### Отрывок текста:

────────────────────────────────────────

Шрифт:
Интервал:
Закладка:
Достоевский образом Раскольникова спорит с революционно–демократической теорией, хотя в то же время частично ее и принимает, защищая героическое, сознательное, самостоятельное и независимое стремление в людях, их желание не примириться, их способность к протесту. Так, Достоевский оказывается против Достоевского. Он то присоединяется к своему герою, то осуждает его.
В первой встрече с Порфирием Петровичем Раскольников побеждает следователя силой своего страдания за человечество, преступление его отходит на второй план, автор предельно сближается со своим героем, которому отдает много своих мыслей. Раскольникова он сознательно поднимает над конкретностью разговора о преступлении, как бы желая сказать, что в конечном счете самый главный вопрос — об истории и людях, их настоящем и будущем. «Страдание и боль всегда обязательны для широкого сознания и глубокого сердца, — говорит Раскольников. — Истинно великие люди, мне кажется, должны ощущать на свете великую грусть, — прибавил он вдруг задумчиво, даже не в тон разговора» (206) (курсив наш. — Э. Р.).

────────────────────────────────────────

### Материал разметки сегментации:
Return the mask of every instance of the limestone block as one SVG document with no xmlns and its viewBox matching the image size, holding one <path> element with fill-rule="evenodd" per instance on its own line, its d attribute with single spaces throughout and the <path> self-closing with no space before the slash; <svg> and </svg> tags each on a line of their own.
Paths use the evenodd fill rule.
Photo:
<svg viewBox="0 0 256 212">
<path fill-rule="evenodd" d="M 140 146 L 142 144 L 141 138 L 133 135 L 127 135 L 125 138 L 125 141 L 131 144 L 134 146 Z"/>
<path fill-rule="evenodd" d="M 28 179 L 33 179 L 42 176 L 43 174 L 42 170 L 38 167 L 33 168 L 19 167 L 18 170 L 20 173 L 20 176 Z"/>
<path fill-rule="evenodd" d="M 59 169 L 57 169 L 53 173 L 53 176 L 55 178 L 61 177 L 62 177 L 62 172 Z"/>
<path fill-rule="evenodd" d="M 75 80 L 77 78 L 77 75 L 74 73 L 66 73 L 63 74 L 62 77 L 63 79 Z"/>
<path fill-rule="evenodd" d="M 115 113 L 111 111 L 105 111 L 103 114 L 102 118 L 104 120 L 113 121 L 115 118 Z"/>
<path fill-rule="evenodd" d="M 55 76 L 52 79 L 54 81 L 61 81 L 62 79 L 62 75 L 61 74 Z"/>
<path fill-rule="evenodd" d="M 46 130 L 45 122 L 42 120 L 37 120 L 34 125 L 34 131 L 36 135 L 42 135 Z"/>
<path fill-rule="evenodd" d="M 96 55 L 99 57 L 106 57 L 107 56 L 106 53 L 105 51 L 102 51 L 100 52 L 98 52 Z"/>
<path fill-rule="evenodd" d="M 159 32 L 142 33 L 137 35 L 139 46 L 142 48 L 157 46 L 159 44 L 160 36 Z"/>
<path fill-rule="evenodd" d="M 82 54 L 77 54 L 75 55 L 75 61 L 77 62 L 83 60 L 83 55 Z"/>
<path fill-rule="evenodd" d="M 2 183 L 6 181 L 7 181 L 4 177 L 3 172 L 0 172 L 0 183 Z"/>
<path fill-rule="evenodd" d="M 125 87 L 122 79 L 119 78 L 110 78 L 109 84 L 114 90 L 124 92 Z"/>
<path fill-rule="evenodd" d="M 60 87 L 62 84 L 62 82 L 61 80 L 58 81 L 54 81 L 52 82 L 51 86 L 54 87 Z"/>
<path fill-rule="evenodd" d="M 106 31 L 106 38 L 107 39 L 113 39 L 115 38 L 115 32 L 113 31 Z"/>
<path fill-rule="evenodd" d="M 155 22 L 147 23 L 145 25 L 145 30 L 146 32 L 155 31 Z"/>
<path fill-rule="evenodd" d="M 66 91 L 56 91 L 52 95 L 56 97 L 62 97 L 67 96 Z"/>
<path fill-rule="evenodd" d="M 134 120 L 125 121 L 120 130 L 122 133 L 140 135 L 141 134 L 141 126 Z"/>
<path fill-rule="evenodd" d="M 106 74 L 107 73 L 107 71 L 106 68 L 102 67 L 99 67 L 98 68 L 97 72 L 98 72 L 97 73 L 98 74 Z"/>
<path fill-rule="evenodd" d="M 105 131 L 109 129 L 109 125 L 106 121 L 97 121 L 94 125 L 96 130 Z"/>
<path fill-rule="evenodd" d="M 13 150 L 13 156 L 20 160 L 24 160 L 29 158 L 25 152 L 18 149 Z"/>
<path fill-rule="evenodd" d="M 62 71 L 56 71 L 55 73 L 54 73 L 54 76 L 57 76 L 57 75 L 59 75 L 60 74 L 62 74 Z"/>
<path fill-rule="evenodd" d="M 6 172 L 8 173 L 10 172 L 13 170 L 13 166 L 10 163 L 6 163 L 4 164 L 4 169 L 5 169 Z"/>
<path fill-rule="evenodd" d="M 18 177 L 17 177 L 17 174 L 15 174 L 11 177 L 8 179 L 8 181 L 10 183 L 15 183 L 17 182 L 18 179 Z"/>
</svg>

────────────────────────────────────────

### Что сделать:
1) Перепишите из отрывка о Раскольникове слово в слово часть, которая начинается словами «В первой встрече» и заканчивается словами «наш. — Э. Р.).».
2) Ответьте по отрывку о Раскольникове на вопросы:
(a) С какой теорией Достоевский спорит образом Раскольникова?
(b) Чем Раскольников побеждает следователя в первой встрече с Порфирием Петровичем?
(c) Что, по словам Раскольникова, всегда обязательно для широкого сознания и глубокого сердца?
3) Сверьте с отрывком о Раскольникове три утверждения и для каждого ответьте «да» или «нет», приведя решающие слова отрывка:
(a) Достоевский целиком отвергает революционно–демократическую теорию.
(b) В первой встрече со следователем преступление Раскольникова отходит на второй план.
(c) Слова о великой грусти Раскольников произносит в тон разговора.

### Ответы по заданиям:
1)
В первой встрече с Порфирием Петровичем Раскольников побеждает следователя силой своего страдания за человечество, преступление его отходит на второй план, автор предельно сближается со своим героем, которому отдает много своих мыслей. Раскольникова он сознательно поднимает над конкретностью разговора о преступлении, как бы желая сказать, что в конечном счете самый главный вопрос — об истории и людях, их настоящем и будущем. «Страдание и боль всегда обязательны для широкого сознания и глубокого сердца, — говорит Раскольников. — Истинно великие люди, мне кажется, должны ощущать на свете великую грусть, — прибавил он вдруг задумчиво, даже не в тон разговора» (206) (курсив наш. — Э. Р.).

2)
(a) С революционно–демократической теорией.
(b) Силой своего страдания за человечество.
(c) Страдание и боль.

3)
(a) Нет: «хотя в то же время частично ее и принимает».
(b) Да: «преступление его отходит на второй план».
(c) Нет: «даже не в тон разговора».